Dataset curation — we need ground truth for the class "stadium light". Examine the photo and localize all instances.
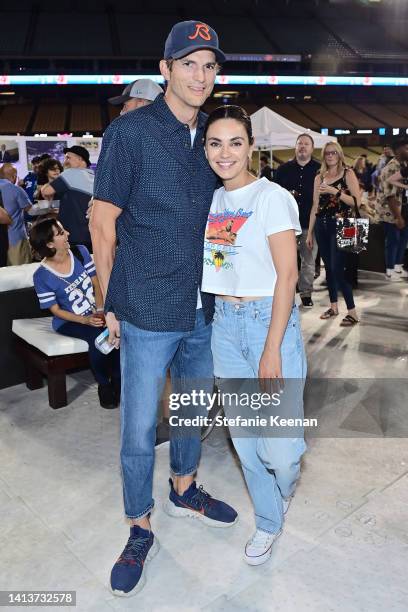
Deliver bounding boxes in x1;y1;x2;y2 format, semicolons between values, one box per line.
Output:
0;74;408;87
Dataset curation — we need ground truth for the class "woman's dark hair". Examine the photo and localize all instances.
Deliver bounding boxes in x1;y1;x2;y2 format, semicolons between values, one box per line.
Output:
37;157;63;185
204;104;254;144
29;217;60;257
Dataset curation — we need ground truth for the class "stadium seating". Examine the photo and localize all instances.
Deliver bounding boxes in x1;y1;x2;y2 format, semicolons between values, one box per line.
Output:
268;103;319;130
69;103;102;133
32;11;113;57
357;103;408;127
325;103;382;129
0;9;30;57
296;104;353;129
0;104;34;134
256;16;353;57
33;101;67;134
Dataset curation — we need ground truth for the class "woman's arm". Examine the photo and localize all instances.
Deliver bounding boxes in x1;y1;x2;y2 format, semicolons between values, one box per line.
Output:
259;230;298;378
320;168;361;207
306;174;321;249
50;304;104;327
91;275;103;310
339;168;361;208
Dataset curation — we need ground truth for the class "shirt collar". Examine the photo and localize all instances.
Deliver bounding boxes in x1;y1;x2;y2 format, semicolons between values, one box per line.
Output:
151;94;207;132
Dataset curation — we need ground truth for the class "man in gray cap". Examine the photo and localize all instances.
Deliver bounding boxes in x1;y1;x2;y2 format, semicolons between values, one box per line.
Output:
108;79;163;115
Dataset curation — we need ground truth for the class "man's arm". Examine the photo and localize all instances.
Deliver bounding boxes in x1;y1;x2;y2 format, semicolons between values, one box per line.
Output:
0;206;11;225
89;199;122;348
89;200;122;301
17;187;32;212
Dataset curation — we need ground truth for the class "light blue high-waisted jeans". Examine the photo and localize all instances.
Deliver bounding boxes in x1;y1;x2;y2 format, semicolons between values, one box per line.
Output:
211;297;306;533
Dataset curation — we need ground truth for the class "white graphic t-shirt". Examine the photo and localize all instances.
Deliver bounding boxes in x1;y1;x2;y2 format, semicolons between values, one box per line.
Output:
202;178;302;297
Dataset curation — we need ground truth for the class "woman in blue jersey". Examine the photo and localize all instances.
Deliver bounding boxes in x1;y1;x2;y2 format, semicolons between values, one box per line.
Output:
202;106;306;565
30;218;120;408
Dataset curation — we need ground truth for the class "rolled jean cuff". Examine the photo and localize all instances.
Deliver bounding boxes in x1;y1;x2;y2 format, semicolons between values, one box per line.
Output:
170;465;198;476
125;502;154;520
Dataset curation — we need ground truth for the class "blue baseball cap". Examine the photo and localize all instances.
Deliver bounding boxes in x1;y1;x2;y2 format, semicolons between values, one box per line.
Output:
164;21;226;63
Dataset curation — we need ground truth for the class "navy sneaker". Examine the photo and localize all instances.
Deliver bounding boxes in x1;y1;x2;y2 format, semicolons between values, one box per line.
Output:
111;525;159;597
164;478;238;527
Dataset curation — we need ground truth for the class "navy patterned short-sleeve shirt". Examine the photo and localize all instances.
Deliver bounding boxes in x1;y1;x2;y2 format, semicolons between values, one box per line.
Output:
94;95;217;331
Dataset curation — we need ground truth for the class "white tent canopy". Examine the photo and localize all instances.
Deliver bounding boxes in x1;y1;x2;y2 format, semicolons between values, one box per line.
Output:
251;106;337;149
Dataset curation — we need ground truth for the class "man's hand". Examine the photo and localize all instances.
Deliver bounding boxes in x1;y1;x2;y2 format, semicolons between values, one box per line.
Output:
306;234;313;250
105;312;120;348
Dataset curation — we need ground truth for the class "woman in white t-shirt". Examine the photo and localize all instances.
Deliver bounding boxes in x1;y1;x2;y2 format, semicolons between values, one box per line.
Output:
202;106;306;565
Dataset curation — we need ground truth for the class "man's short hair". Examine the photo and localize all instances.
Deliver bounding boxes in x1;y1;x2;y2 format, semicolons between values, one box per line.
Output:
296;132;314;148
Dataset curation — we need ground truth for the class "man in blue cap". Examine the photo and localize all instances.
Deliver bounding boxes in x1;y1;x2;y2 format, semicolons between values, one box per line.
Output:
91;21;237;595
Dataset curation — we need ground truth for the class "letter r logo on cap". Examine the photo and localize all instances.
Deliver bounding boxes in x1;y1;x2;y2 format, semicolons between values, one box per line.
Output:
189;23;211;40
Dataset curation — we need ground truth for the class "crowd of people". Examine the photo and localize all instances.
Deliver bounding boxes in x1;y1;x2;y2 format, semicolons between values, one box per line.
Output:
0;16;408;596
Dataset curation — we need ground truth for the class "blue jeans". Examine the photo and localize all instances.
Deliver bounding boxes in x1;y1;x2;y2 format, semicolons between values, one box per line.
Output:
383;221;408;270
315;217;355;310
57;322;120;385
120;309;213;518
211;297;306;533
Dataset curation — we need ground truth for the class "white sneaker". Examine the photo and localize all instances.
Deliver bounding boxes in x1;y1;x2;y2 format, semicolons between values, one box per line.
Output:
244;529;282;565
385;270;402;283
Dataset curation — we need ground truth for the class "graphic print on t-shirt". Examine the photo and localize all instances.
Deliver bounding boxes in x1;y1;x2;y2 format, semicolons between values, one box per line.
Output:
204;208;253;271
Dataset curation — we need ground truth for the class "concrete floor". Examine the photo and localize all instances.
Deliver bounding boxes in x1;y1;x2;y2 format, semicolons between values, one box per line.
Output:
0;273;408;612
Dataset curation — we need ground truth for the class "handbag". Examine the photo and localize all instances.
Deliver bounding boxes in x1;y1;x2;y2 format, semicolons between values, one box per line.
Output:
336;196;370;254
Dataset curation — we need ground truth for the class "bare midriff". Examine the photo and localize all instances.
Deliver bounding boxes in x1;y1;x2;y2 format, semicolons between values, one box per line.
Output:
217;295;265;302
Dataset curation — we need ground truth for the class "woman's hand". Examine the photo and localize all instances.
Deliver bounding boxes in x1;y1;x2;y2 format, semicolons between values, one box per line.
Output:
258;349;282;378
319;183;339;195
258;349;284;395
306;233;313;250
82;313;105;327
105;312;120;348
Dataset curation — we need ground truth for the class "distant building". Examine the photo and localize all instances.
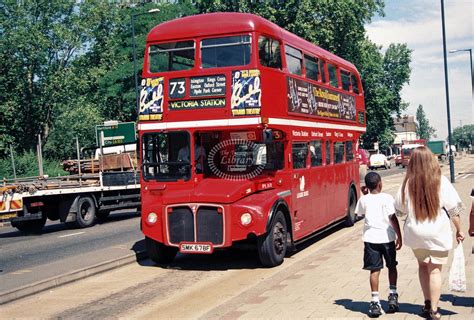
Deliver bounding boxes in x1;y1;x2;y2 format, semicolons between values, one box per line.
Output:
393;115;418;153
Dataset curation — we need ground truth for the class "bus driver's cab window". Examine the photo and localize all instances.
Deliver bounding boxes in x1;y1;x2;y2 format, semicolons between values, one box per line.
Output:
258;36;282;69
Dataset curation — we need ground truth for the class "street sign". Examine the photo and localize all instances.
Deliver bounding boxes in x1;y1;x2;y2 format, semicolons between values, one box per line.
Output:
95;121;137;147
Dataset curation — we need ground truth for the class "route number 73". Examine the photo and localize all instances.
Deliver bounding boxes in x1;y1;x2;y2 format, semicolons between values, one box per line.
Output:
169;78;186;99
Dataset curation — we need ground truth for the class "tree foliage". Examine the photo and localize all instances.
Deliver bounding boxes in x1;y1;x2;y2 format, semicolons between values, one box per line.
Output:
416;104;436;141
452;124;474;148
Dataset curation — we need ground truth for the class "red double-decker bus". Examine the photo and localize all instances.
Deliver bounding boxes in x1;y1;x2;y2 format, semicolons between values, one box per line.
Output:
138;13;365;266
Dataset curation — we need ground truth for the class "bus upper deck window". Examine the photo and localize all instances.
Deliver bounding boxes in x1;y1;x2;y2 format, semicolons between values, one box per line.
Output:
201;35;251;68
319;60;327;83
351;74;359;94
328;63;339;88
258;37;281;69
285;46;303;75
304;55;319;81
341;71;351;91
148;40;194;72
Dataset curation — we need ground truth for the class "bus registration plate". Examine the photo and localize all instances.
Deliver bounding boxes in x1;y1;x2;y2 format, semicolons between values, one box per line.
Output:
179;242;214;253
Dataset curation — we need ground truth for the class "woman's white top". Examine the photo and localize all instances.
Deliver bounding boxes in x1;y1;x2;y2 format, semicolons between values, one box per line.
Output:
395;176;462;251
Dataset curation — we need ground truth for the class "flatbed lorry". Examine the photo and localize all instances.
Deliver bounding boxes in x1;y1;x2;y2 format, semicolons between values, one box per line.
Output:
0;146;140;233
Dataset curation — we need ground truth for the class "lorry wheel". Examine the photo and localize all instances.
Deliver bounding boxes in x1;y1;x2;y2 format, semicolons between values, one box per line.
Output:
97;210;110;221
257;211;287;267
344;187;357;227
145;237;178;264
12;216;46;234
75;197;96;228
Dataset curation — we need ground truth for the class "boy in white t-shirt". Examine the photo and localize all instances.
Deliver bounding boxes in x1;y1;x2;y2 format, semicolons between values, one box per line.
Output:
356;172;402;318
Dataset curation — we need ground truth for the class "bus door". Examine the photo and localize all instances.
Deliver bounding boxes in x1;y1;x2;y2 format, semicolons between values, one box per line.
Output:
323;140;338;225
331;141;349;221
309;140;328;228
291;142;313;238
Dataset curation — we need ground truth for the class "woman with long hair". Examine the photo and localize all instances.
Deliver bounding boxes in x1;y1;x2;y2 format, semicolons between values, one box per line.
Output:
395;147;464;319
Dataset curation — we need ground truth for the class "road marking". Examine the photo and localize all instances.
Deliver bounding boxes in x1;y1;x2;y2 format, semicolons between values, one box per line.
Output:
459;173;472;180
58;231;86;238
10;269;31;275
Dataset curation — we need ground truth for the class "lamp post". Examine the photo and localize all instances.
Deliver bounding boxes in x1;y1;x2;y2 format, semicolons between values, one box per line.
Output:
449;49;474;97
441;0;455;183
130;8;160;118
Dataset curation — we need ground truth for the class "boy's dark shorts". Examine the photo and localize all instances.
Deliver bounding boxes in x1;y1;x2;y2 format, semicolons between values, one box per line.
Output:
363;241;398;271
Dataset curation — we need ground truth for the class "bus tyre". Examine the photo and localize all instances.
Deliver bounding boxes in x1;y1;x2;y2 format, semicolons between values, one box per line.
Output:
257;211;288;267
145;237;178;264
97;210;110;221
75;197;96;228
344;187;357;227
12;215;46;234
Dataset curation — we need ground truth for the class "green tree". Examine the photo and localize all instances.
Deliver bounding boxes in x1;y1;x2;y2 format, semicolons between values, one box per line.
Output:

-- -- --

**WHAT TO DO**
Could you recast everything from the start of the material down to the line containing "33;101;67;134", that line included, as a JSON list of strings with one string per line, skipping blank lines and leaving the pictures out?

**ANSWER BELOW**
[
  "Dataset curation — we need ground truth for the class \"stadium light\". Examine the photo and localize all instances.",
  "Deliver bounding boxes in x1;y1;x2;y2 format, semicolons between values, one box per line.",
  "Output:",
  "0;74;408;87",
  "Dataset curation — we need ground truth for the class \"woman's dark hair\". Examine the photo and localize all instances.",
  "Deliver bounding boxes in x1;y1;x2;y2 format, semicolons between values, one box per line.",
  "Output:",
  "37;157;63;185",
  "204;104;254;144",
  "29;217;60;257",
  "Dataset curation — we need ground truth for the class \"stadium seating\". Examine the photo and localize all instances.",
  "Deliver bounding boxes in x1;y1;x2;y2 format, semicolons between values, one box per line.",
  "Output:",
  "268;103;319;130",
  "69;103;102;133",
  "32;11;113;57",
  "357;103;408;127",
  "325;103;382;129",
  "0;9;30;57",
  "296;104;353;129",
  "0;104;34;134",
  "256;16;353;57",
  "33;101;67;134"
]